**Extract**
Analysis: The battle over brock
- Published
The government has postponed the badger cull in England this year, saying farmers have run out of time to complete the shooting before the animals go underground for the winter.
The Environment Secretary Owen Paterson says he remains committed to the policy. However, campaigners have welcomed the delay and want the cull to be abandoned completely.
So what happens next?
A pause for thought?
Farming leaders say a series of obstacles, including the weather and legal challenges, made postponement the responsible option this year.
NFU President Peter Kendall said: "Postponement is the most responsible thing to do. We have said all along that this has never been about killing badgers; this has always been about eradicating disease. It has been about the battle to get on top of the TB on our farms that strikes at the very heart of our beef and dairy herds."
The cull cannot now happen until June next year at the earliest, because of the lifestyle of the badger - a protected species in Britain. Campaigners say this gives pause for thought over the policy.
Gwendolen Morgan, of Bindmans LLP, acting for the Badger Trust, said: "In light of the way matters have now developed, and the lessons learnt over the past few weeks, we look forward to the government conducting a transparent review of all the issues including the cost-benefit ratio, the science, risks to public safety of free-shooting in the dark, animal welfare and the emergence of more effective alternatives to culling."

**Data provided**
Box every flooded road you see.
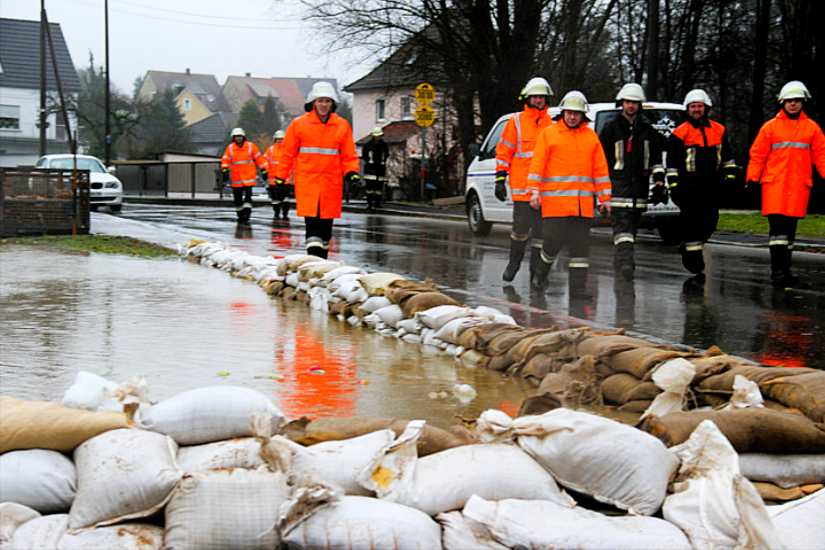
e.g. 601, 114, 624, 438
0, 245, 531, 427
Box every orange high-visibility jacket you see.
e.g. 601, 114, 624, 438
747, 110, 825, 218
527, 121, 612, 218
221, 141, 266, 187
496, 105, 553, 201
275, 109, 360, 219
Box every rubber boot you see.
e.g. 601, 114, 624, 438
501, 238, 527, 283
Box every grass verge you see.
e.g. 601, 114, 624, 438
0, 235, 176, 258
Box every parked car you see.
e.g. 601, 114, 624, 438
464, 102, 685, 243
34, 154, 123, 212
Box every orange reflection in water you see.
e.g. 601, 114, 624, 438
276, 325, 360, 418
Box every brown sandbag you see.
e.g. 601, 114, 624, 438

**Problem details**
Please carry on the badger cull article from its last sentence. None of the entries above are needed for this.

**Response area**
MPs will go ahead with a debate on the culling of badgers on Thursday.
Is vaccination the answer?
Opponents to the cull are arguing for a push towards research into vaccinating cattle and badgers.
Martin Harper, conservation director of the RSPB, said: "This window gives Owen Paterson an opportunity to lead the government out of this muddle by embracing a vaccination programme, giving a lifeline to livestock farmers and badgers."
Badgers are being vaccinated in England, mainly by wildlife charities, while Wales has chosen vaccination over culling. But there is disagreement over the practicalities of vaccinating large numbers of badgers year after year.
Ministers say cattle vaccination is not currently an option due to EU regulations. The main problem is that a test developed by UK scientists to distinguish between vaccinated and infected cows has not been approved.
Environment Secretary Owen Paterson told the Commons on Tuesday: "If we had a viable and legal cattle vaccine, we would be using it. It will, however, be some years before this is the case and neither we nor the industry can afford to wait that long. It is for this reason that we must look at all the options."
You can read the full text of the statement here, external.
Lessons from New Zealand?
BBC News has learned that a cattle TB vaccination programme started in New Zealand in 2004.
Cattle can be vaccinated and their products consumed locally using a test that can tell between TB infection and vaccination, although the products cannot be exported to either the EU or the US, according to officials.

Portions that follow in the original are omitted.